----- The data

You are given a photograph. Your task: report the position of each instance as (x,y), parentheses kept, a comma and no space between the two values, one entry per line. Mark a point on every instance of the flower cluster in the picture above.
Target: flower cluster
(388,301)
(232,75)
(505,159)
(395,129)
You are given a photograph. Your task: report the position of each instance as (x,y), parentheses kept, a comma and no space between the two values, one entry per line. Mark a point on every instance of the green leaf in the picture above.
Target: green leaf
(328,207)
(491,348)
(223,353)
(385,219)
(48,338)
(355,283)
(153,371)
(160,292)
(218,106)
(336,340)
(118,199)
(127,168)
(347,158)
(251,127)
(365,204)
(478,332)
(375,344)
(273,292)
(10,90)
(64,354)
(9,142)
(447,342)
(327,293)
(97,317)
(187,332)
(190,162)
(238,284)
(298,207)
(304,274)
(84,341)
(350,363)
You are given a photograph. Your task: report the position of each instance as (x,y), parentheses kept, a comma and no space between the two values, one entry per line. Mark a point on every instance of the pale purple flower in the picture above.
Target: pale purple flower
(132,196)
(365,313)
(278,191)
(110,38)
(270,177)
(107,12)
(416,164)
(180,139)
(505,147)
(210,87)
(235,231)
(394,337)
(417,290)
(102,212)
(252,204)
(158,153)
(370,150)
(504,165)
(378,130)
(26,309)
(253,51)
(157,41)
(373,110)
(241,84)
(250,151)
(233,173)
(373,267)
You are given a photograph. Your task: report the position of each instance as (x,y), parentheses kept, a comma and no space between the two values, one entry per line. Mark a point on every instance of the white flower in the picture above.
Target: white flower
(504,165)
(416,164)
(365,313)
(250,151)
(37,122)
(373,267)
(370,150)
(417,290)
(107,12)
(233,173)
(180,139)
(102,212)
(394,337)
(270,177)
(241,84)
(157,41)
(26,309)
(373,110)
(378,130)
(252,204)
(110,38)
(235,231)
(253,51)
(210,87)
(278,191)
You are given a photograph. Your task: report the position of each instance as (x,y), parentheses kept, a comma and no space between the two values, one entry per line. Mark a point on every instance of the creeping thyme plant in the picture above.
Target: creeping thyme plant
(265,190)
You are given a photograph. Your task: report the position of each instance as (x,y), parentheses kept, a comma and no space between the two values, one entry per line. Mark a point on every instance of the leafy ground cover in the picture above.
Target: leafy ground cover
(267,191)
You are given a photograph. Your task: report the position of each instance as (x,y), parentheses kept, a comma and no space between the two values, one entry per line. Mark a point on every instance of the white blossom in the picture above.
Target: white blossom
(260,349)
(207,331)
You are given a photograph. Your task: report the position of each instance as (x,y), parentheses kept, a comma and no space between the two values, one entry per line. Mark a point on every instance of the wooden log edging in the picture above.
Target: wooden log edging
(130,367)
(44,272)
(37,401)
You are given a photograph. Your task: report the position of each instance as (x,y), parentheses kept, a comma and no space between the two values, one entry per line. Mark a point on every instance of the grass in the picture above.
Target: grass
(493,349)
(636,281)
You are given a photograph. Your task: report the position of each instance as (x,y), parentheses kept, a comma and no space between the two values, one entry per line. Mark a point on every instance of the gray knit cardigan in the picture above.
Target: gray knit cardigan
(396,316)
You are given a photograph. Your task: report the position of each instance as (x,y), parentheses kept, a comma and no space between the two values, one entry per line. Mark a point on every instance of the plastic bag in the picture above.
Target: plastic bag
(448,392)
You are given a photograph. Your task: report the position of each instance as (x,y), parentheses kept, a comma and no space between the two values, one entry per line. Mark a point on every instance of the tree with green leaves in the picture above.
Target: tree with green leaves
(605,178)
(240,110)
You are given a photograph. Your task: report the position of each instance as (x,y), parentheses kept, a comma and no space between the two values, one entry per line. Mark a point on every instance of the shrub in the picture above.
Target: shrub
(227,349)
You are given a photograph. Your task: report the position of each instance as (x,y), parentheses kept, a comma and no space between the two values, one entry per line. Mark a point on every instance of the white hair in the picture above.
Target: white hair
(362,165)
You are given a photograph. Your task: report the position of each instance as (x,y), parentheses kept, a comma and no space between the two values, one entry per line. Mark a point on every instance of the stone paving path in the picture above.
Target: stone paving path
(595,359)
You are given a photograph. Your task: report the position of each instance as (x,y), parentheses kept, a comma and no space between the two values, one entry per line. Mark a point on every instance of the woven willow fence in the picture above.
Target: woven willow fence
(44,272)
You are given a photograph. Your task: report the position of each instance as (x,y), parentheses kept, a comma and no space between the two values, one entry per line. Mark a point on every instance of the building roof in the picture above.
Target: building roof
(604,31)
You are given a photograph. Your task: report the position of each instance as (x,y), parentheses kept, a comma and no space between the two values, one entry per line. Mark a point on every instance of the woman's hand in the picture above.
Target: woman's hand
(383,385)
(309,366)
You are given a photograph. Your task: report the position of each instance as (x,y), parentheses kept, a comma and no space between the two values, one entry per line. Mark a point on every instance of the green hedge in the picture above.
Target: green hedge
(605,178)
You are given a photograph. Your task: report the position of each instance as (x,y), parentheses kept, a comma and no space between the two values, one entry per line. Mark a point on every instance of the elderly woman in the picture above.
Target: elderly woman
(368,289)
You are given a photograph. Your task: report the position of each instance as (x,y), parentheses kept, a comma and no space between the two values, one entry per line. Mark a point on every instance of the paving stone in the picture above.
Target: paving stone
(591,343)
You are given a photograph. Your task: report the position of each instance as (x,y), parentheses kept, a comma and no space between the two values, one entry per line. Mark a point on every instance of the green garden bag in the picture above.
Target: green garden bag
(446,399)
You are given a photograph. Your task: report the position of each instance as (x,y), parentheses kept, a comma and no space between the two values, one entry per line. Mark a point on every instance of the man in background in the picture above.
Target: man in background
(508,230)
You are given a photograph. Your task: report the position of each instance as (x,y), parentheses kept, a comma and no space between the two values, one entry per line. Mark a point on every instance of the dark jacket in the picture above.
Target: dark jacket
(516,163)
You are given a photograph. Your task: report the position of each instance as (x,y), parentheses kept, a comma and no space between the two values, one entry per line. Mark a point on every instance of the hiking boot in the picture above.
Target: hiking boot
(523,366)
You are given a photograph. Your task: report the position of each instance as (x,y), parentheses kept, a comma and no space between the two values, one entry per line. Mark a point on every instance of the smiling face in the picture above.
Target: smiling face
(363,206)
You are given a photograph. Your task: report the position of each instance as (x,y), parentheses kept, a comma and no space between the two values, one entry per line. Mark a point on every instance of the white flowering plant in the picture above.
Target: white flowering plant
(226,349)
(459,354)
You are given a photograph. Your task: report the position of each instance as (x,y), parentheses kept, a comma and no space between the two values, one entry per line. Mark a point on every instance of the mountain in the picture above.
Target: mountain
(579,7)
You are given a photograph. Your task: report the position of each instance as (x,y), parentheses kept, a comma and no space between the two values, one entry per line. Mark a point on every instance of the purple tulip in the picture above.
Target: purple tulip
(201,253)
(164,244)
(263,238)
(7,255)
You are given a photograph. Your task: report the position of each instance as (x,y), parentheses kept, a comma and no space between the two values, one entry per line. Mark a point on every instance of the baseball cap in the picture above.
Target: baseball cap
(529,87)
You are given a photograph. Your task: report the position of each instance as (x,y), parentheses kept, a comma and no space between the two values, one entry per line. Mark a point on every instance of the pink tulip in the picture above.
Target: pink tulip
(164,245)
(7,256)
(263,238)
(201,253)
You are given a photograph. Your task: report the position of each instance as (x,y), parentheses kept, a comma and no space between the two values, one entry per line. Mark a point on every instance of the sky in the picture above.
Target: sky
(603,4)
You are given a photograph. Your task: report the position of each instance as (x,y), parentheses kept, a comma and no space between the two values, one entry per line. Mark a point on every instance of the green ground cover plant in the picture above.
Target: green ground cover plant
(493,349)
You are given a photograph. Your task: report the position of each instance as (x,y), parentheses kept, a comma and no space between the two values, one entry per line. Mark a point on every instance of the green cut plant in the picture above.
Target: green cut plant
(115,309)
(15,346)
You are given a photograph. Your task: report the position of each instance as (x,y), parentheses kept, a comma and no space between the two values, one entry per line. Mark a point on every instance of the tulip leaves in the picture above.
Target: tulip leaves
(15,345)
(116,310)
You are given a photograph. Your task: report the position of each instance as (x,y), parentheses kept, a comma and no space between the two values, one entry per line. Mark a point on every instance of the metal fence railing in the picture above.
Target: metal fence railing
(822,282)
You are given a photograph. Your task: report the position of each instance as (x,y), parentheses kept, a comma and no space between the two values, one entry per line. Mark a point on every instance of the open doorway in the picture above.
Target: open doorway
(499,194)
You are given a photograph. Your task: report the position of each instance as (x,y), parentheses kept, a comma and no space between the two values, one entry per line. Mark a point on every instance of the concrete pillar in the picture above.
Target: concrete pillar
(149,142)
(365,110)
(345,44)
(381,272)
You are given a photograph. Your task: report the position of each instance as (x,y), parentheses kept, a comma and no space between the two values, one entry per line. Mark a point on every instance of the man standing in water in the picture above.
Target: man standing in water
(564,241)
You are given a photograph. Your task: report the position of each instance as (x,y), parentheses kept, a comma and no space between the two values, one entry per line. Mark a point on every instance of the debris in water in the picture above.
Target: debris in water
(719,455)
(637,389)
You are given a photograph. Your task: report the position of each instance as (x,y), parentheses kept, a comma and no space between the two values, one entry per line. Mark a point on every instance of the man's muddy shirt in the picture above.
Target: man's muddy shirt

----------

__Your instructions__:
Starting at the line that contains "doorway in the picture above.", retype each line through the end of the listing above and nothing else.

__Full answer__:
You are given a photograph. Your task: report the position of each instance as (x,y), parentheses kept, a comma and no space between the two values, one entry per line. Mark a point on every instance of the open doorway in the picture above.
Target: open doorway
(499,194)
You are given a photograph. Your task: report the position of each instance as (x,y), parentheses kept, a comma and no space between the two values, one entry per line. Mark a point on every instance of the concrete pillar in the picture above.
Target: concrete pillar
(149,142)
(365,110)
(345,44)
(381,272)
You are given a photograph. Your task: report the position of each instance as (x,y), parentheses kept, a comma and no space between the two values, one entry per line. Mark a point on every instance of the man standing in water in the picture above.
Target: man standing in water
(564,241)
You are given a photograph. Your task: report the position of each instance as (x,y), parentheses kept, a comma and no space between the two values, one entry per line. Mark a point on every instance of the debris in water in the picture above.
Target: debris in water
(719,455)
(637,389)
You are given a photograph. Your task: report the position of each instance as (x,y), parentheses kept, a comma and no space between the two values, one entry per line. Mark a point on every instance of the man's muddy shirt in the picture above.
Target: man's muddy shirt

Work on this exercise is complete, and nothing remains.